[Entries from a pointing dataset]

▼

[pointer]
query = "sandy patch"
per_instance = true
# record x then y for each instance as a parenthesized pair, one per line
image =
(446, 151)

▲
▼

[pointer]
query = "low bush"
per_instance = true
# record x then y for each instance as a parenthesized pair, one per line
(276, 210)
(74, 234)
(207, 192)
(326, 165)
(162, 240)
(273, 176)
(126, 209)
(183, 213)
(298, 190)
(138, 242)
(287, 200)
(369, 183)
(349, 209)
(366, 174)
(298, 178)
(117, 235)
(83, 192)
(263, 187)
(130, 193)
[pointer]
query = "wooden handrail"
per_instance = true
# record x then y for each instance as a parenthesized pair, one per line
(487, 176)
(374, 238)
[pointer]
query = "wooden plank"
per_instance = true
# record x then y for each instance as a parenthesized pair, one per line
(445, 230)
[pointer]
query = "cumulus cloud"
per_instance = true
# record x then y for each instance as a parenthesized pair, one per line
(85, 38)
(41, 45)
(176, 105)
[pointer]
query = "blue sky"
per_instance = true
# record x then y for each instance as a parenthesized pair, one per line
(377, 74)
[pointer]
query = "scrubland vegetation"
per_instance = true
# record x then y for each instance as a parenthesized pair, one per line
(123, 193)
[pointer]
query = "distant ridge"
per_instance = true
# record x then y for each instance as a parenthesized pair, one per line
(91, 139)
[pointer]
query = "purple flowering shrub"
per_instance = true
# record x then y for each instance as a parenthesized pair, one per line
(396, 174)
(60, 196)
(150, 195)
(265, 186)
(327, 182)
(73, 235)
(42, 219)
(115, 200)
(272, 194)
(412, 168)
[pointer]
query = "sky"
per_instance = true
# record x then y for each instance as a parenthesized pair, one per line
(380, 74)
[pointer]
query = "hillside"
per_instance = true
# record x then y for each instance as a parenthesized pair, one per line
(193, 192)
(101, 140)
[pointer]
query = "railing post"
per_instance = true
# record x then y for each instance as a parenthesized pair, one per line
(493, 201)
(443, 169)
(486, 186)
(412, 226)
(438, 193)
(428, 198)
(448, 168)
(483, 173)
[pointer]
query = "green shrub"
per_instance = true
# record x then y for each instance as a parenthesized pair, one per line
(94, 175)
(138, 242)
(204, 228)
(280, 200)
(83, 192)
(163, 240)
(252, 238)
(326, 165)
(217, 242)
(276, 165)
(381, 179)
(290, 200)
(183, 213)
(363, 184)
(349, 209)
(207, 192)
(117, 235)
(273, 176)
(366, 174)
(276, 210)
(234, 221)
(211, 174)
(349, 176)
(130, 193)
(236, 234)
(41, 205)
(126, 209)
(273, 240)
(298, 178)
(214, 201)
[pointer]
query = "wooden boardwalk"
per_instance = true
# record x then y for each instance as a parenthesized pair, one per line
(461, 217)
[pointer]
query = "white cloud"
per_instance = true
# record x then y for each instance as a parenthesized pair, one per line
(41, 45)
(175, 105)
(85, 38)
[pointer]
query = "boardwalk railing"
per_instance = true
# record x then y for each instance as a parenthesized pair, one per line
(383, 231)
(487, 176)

▲
▼

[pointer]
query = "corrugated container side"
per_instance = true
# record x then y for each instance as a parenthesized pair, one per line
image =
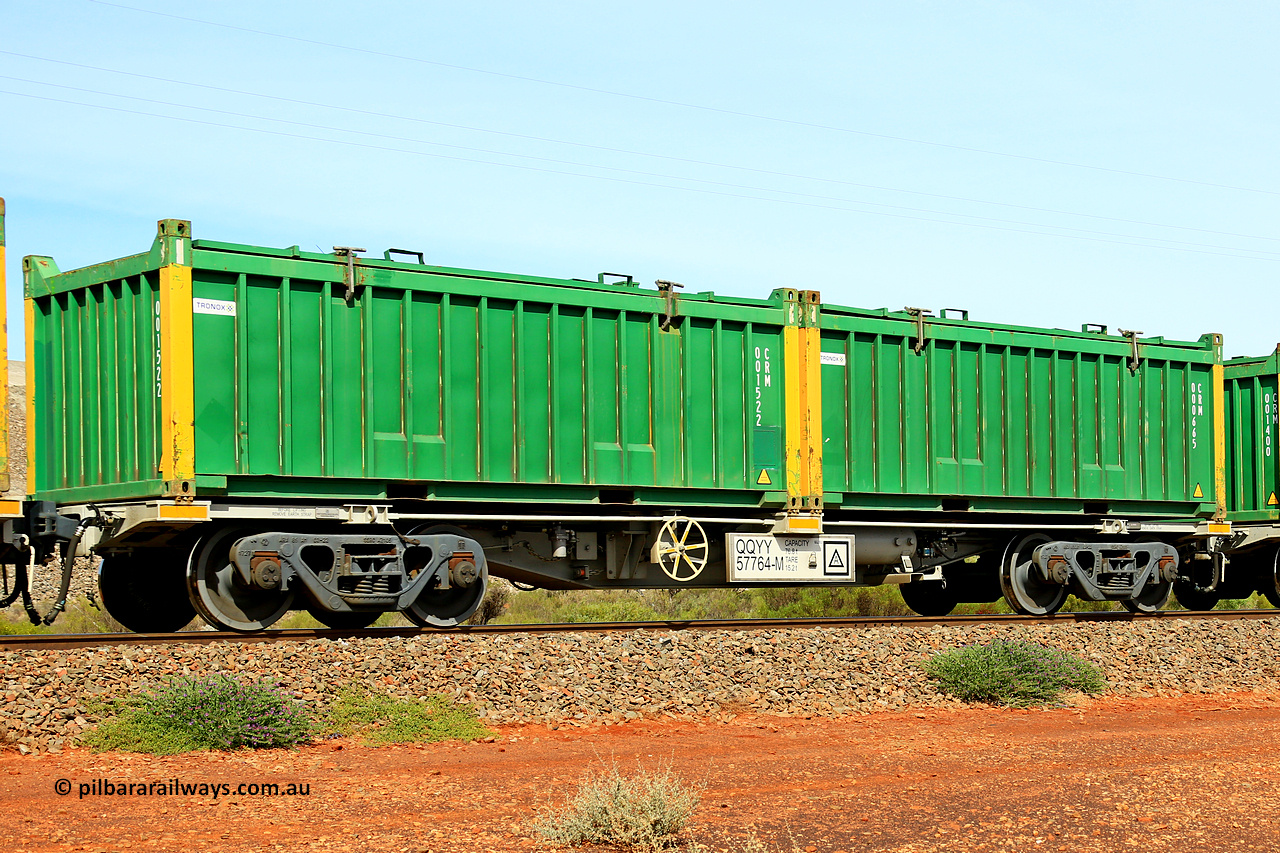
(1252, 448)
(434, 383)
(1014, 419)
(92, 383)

▲

Set task » Report every line in the records that contains the string "shrub".

Result of the exercise »
query = "purple flowering shrub"
query = "green shrub"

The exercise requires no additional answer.